> _Dataset excerpts_:
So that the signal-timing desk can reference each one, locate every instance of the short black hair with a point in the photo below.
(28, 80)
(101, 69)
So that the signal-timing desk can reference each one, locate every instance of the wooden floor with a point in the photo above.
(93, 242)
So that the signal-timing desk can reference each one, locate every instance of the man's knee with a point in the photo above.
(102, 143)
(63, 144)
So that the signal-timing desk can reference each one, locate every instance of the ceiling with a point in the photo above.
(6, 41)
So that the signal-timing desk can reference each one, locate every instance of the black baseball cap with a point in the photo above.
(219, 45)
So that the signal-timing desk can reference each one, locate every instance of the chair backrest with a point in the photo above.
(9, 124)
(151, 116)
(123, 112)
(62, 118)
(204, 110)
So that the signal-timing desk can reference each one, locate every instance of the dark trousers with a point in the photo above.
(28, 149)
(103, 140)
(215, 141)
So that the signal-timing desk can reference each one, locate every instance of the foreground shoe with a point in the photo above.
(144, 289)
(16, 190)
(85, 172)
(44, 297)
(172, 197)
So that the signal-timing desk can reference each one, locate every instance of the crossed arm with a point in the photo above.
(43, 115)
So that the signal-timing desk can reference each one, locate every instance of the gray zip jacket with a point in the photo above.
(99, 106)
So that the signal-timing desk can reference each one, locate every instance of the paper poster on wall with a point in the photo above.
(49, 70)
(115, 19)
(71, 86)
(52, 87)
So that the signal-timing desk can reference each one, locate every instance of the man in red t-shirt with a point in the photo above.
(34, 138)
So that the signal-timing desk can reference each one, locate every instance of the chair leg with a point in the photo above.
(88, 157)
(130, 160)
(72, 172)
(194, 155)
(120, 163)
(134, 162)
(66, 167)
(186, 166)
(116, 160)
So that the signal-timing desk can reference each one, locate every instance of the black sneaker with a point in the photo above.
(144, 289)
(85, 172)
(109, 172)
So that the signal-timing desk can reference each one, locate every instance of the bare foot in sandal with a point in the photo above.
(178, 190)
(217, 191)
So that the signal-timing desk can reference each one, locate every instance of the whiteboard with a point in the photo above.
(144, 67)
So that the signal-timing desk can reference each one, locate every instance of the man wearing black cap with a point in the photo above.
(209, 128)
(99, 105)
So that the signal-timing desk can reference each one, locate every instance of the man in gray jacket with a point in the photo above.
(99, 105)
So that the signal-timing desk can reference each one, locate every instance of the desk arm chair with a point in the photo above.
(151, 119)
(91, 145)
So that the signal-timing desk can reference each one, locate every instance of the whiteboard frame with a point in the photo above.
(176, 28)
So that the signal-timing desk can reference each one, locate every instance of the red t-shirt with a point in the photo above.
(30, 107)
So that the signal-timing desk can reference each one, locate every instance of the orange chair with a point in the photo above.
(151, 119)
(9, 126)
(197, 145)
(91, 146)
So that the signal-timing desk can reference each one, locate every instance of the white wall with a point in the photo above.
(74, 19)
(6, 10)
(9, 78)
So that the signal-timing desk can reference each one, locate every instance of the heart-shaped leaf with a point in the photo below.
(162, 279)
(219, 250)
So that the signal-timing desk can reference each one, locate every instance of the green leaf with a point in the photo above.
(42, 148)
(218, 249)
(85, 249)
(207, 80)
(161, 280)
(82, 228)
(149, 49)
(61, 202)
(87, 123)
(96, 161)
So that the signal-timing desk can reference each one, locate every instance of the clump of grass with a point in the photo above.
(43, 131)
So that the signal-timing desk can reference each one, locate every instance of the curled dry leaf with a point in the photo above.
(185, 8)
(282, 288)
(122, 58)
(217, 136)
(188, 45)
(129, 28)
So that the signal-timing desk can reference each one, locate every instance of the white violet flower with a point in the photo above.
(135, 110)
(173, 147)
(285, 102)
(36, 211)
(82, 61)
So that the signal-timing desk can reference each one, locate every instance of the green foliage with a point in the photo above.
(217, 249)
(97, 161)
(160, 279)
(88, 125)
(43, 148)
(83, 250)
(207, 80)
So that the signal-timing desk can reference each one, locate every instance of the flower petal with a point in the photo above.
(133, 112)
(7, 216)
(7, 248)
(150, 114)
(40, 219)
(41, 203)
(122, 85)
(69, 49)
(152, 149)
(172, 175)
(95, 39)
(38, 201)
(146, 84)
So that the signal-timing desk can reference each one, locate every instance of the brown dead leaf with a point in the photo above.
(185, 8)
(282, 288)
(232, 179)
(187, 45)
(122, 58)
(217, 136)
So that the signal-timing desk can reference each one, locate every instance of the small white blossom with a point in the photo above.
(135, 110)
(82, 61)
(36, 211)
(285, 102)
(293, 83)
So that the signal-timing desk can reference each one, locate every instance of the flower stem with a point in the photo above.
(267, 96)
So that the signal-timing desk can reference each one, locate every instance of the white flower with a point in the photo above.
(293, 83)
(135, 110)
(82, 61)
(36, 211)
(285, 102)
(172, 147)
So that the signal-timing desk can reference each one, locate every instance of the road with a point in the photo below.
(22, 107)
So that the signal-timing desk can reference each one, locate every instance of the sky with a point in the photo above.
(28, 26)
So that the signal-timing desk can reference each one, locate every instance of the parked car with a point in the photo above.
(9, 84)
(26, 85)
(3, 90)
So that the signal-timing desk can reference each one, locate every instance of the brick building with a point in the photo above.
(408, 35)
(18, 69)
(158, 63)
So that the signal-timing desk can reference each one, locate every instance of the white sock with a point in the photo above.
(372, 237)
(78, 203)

* * *

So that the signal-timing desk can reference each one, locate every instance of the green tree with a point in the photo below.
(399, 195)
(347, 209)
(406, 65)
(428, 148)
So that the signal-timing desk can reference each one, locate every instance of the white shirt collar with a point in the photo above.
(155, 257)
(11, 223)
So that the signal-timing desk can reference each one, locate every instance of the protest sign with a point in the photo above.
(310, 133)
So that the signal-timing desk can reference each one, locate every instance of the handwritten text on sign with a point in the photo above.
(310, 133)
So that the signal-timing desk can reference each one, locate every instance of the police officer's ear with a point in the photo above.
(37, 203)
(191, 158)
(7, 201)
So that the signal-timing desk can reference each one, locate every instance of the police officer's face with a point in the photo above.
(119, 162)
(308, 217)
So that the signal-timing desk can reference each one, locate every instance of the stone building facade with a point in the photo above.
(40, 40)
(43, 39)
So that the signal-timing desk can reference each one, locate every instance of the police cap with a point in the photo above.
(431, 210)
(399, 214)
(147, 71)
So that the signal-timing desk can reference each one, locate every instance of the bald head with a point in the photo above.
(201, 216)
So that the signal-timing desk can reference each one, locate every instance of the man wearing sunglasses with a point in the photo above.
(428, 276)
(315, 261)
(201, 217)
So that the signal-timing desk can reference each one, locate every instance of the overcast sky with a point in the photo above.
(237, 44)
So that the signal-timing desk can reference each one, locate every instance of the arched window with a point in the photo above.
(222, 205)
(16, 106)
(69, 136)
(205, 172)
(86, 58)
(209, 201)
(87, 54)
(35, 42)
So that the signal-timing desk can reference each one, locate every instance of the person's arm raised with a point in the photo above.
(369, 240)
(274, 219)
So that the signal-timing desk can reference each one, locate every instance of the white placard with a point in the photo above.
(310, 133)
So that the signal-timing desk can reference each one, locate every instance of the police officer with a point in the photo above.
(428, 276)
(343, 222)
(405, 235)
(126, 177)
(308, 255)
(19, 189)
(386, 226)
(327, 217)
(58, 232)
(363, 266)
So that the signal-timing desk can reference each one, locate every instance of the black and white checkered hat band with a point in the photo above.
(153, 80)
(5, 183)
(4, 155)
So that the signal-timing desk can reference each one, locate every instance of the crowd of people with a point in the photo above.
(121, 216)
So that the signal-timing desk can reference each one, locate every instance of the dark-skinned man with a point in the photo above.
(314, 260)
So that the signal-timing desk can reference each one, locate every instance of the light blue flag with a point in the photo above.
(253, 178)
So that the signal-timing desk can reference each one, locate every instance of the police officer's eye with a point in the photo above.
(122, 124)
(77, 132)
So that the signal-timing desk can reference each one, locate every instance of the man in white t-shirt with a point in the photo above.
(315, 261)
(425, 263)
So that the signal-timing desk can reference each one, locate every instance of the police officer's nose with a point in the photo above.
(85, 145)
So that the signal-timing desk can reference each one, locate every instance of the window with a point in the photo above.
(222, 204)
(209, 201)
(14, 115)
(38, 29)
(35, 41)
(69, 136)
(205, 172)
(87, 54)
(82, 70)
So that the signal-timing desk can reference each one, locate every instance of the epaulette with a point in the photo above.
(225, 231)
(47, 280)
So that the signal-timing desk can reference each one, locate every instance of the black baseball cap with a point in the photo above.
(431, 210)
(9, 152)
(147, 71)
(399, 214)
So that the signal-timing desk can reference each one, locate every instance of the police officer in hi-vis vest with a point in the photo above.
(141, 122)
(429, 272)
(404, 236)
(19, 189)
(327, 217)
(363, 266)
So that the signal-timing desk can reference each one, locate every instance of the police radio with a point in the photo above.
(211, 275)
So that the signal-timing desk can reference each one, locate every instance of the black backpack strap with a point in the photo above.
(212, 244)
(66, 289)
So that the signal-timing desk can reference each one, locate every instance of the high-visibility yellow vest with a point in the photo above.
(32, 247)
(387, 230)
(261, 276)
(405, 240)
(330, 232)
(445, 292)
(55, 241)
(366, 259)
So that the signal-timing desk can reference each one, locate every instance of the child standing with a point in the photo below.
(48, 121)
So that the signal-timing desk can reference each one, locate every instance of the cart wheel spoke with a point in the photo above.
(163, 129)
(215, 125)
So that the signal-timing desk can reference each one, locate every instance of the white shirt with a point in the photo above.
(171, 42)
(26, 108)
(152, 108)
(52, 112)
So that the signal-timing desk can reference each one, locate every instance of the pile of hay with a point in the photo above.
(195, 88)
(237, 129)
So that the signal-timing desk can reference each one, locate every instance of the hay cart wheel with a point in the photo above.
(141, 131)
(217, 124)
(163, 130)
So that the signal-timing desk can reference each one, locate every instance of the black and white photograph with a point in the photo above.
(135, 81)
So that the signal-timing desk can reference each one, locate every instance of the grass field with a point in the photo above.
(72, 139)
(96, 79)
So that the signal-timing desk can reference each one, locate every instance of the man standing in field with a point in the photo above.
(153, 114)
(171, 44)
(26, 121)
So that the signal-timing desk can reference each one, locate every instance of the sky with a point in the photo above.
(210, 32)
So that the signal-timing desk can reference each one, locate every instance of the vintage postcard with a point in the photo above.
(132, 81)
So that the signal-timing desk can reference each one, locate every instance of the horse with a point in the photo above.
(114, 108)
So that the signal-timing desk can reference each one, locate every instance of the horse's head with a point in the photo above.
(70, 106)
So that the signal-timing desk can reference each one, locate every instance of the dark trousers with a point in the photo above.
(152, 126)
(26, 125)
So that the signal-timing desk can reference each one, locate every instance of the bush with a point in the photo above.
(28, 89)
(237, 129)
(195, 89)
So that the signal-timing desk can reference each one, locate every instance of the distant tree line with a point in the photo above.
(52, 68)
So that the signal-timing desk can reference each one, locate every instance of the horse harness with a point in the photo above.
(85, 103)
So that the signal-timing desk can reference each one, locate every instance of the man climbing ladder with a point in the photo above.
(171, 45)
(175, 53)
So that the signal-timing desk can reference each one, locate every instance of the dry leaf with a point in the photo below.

==

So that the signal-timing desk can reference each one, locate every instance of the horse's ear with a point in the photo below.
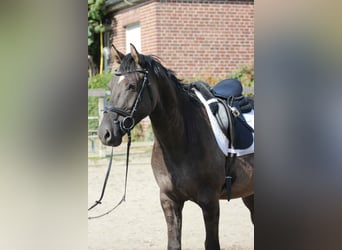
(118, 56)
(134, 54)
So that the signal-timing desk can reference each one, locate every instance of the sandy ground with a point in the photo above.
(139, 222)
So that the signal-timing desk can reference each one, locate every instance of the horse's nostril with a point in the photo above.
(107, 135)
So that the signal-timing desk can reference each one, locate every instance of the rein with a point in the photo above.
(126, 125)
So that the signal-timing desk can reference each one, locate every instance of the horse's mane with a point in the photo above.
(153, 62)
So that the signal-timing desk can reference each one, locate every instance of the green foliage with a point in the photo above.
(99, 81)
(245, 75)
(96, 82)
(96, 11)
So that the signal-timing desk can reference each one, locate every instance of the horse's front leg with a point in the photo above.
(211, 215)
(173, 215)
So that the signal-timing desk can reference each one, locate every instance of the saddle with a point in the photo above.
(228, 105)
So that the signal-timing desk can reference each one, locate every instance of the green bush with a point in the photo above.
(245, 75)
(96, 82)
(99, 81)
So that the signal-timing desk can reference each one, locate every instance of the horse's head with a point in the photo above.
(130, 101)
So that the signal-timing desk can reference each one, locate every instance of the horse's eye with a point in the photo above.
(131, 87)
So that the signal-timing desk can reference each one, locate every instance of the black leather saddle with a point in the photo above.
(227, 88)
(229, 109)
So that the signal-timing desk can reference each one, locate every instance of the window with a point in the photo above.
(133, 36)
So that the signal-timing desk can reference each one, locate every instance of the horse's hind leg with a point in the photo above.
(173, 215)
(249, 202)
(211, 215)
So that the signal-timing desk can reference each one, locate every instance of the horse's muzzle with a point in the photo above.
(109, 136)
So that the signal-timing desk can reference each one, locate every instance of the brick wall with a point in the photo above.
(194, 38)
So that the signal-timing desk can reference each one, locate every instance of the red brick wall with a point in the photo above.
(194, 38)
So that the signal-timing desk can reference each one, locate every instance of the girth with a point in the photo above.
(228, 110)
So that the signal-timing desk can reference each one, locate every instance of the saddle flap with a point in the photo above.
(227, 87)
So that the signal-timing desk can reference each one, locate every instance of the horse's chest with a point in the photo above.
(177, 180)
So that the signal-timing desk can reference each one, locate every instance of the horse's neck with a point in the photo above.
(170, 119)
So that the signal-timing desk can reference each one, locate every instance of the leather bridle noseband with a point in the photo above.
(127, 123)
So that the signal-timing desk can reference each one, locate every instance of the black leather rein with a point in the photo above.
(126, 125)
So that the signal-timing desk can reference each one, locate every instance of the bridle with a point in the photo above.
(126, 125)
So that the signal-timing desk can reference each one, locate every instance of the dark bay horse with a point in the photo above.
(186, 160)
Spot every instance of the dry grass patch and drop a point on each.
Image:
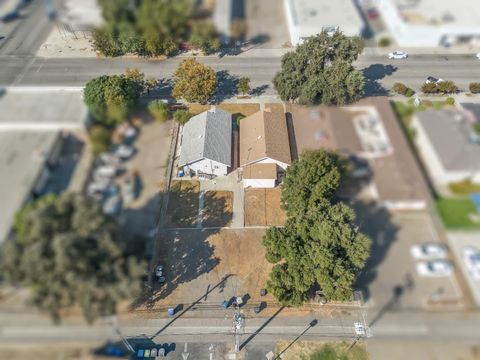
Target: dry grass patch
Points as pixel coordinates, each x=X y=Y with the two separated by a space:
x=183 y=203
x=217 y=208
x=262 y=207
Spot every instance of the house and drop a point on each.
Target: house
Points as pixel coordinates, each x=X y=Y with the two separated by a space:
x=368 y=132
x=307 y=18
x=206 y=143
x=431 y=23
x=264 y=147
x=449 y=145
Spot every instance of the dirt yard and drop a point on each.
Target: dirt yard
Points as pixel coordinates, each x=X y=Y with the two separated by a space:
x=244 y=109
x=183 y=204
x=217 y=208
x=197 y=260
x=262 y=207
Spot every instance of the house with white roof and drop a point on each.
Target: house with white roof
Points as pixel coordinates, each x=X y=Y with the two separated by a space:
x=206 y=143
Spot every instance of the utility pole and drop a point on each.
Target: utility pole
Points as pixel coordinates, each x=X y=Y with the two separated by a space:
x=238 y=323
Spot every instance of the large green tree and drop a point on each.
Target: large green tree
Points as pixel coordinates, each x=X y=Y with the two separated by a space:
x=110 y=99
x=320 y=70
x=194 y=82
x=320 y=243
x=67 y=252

> _Exercise description_:
Copy needed, without pictures: the lines of the listing above from the line containing "muzzle with a point in the photo above." up to and including the line containing "Target: dry grass patch", set down exactly.

> _Answer for this exercise_:
So that the signal-timing desk can reference each one, locate every instance of the horse's muzzle with a point in the photo above.
(109, 136)
So that the signal-timing desk can reference each one, locate every instance of the brick wall with a point in the photo above.
(194, 38)
So that the signal-timing desk can reference each one, locate every instance of the red brick wall with a point in the photo above.
(194, 38)
So that the signal-timing desk can reference each one, locate every instance of the girth with a point in the photo above.
(228, 110)
So that the signal-timing desk can reference each one, locate every instance of the saddle flap with a point in the photo above.
(227, 87)
So that the signal-timing desk can reference each one, locate every instance of the horse's chest with a point in the photo above.
(177, 180)
So that the signal-timing desk can reference each one, locate every instance of the horse's neck with a point in the photo above.
(170, 119)
So that the signal-timing desk can reference each one, locate every instance of the leather bridle noseband with a point in the photo above.
(127, 123)
So that the signal-timing desk can reference each one, locate every instance of the black leather rein with a point in the photo above.
(126, 125)
So that the signal-timing desk can reference each one, locate every instance of the bridle with a point in the photo above.
(126, 125)
So that the signal-timing desk can reference each one, locate every instance of the dark bay horse with a point in the photo above.
(186, 160)
Spot every instance of the dry grass patch and drop a point on each.
Image:
Target: dry grass patch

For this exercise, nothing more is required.